BRIEF
Reproduce the material in full, unchanged.

INFORMATION SHOWN
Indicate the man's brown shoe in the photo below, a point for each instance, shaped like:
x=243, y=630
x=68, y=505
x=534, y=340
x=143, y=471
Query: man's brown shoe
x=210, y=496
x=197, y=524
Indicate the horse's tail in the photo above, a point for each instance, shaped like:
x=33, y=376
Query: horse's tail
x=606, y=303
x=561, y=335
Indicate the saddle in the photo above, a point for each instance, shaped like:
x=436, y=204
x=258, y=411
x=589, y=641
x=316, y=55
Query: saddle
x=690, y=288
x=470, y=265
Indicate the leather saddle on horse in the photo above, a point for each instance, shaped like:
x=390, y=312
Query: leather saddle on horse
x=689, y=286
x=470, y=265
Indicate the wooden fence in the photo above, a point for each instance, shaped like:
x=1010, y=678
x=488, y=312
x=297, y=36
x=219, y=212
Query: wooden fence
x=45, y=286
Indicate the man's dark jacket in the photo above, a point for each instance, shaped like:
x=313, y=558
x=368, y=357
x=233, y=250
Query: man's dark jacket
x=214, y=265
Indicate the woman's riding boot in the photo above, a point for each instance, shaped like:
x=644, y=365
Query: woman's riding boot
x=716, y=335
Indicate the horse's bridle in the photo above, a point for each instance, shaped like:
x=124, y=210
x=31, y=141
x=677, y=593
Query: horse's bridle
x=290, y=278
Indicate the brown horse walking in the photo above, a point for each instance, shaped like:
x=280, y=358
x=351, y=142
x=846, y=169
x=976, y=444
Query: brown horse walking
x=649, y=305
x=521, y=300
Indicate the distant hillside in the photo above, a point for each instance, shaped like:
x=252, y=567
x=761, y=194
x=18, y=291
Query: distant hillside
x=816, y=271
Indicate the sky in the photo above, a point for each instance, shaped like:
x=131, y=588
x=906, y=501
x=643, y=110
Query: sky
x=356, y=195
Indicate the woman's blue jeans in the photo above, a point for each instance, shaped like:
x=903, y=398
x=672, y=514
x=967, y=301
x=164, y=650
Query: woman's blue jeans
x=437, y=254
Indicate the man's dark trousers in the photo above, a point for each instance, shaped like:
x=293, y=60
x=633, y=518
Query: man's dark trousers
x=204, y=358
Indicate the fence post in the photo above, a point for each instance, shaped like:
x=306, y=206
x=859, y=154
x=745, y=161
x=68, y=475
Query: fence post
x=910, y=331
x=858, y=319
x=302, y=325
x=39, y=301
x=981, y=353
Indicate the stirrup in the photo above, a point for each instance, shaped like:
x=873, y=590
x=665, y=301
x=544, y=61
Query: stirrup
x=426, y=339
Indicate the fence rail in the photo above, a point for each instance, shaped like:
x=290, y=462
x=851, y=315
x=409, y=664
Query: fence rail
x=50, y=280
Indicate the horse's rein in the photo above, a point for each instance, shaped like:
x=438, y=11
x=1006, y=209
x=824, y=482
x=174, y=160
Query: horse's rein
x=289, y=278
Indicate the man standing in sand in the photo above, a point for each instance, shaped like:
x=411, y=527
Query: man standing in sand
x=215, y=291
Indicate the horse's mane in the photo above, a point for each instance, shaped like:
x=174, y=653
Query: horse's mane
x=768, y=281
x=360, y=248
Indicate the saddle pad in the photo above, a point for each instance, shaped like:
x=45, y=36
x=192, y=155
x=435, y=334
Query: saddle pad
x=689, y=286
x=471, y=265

WRITTEN RESPONSE
Indicate the man's brown shoe in the photo below, a point for each instance, shaped like:
x=243, y=630
x=68, y=505
x=534, y=340
x=143, y=471
Query: man's brown shoe
x=210, y=496
x=197, y=524
Indicate the horse's tail in the photo above, a point for each instance, shaped like:
x=33, y=376
Query: horse's tail
x=606, y=303
x=561, y=335
Indicate the saddle in the photo above, a point for each instance, shaped like:
x=436, y=204
x=258, y=411
x=589, y=641
x=316, y=55
Query: saddle
x=690, y=288
x=470, y=265
Indicate the leather saddle on horse in the photo above, a point for each instance, shaped like:
x=390, y=312
Query: leather saddle on horse
x=689, y=286
x=470, y=265
Indicate the wooden fence in the photo above, a point for each instance, shaped like:
x=1010, y=678
x=488, y=312
x=297, y=36
x=219, y=212
Query: wooden fence
x=45, y=286
Indicate the man's dark jacket in the photo above, a point for each instance, shaped like:
x=313, y=558
x=368, y=357
x=233, y=250
Query: man's dark jacket
x=214, y=265
Indicate the woman's riding boot in the photo above, a point for each instance, shaped like:
x=644, y=365
Query: woman's riding boot
x=716, y=335
Indicate the horse's bridle in the photo above, a point for each instance, shaped like:
x=124, y=210
x=31, y=141
x=677, y=593
Query: horse's bridle
x=290, y=278
Indicate the brown horse walking in the photo above, a point for each instance, shaped like:
x=280, y=358
x=351, y=142
x=846, y=169
x=976, y=444
Query: brown horse walking
x=649, y=305
x=521, y=300
Indicate the distant hillside in the photo above, a point for each instance, shaped like:
x=252, y=567
x=761, y=194
x=18, y=291
Query: distant hillside
x=816, y=271
Indicate the sky in the photo above, a point for each instance, shaped like:
x=131, y=588
x=906, y=501
x=643, y=110
Query: sky
x=356, y=195
Indicate the woman's blue jeans in the photo above, a point for each instance, shaped like:
x=903, y=398
x=672, y=514
x=967, y=301
x=164, y=650
Query: woman's blue jeans
x=437, y=254
Indicate the man's dark trousers in the photo above, a point for each instance, shaped like:
x=293, y=60
x=633, y=518
Query: man's dark trousers
x=204, y=358
Indicate the fence post in the photo above, a point for each instance, shaped like:
x=306, y=206
x=859, y=154
x=745, y=161
x=68, y=475
Query: fence post
x=910, y=331
x=858, y=319
x=302, y=325
x=39, y=301
x=981, y=353
Indicate the stirrup in the photo above, a point for each instance, shaped like:
x=873, y=590
x=665, y=301
x=544, y=61
Query: stirrup
x=426, y=339
Indicate the fence rail in the photo above, a point for each instance, shaped like:
x=290, y=462
x=851, y=315
x=409, y=664
Query: fence rail
x=50, y=280
Indicate the horse's rein in the photo above, a point for each instance, shaped like:
x=438, y=11
x=1006, y=209
x=824, y=482
x=174, y=160
Query: horse's rein
x=289, y=278
Indicate the man standing in sand in the photo above, a point for each instance, shaped like:
x=411, y=527
Query: man standing in sand
x=215, y=291
Indicate the horse's mane in the photo above, a point for each instance, shaped like:
x=174, y=653
Query: horse's mane
x=768, y=281
x=360, y=248
Indicate the saddle pad in the photo above, a point for each instance, shaped like:
x=45, y=36
x=192, y=155
x=435, y=334
Query: saddle pad
x=689, y=286
x=471, y=265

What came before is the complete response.